>> Start

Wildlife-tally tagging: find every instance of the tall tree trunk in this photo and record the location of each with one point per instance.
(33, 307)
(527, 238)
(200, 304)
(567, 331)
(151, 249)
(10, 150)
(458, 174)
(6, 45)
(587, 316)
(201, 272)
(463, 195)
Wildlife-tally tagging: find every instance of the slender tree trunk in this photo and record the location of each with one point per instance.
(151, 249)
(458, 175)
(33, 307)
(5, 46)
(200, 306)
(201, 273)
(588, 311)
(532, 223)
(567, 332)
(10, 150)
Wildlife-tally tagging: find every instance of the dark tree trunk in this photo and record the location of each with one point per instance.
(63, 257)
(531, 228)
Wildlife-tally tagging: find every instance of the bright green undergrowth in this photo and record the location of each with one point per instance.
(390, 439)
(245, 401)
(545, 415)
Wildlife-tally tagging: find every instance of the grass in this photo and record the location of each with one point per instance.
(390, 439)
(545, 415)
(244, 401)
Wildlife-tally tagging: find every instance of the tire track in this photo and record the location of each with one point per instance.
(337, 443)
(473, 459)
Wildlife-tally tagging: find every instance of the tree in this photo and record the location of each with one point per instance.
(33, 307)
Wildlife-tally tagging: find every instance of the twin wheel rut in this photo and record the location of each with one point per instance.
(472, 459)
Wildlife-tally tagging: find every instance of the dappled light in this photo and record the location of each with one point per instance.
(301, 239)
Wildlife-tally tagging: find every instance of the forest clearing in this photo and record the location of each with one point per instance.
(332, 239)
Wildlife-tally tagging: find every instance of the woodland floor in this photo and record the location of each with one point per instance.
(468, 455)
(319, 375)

>> End

Work required:
Turn everything in the lines above, from the one containing "Wildlife-tally tagging: find every instance of the tire" down to the final line, into a numbered list, including both of those lines and skipping any blank lines.

The completed task:
1. Wildlife-tally tagging: find every instance of the tire track in this photo and record the location of each with one point per instance.
2. (337, 443)
3. (473, 459)
4. Wildlife-tally tagging: find every instance of the tree in this photo and record the location of each with one point per instance.
5. (33, 307)
6. Wildlife-tally tagging: find every instance of the twin wheel rut in this photo and record the location of each with one point per instance.
7. (472, 459)
8. Wildlife-tally tagging: find every instance of the dappled light in this photo and record the location of each with one point per instance.
9. (301, 239)
10. Wildlife-tally tagging: find every instance of the forest clearing in this photo and record the location of each with one point per instance.
11. (332, 239)
12. Wildlife-tally tagging: find every instance of the woodland floor in this photo and record the location of each with one point per instance.
13. (468, 455)
14. (319, 375)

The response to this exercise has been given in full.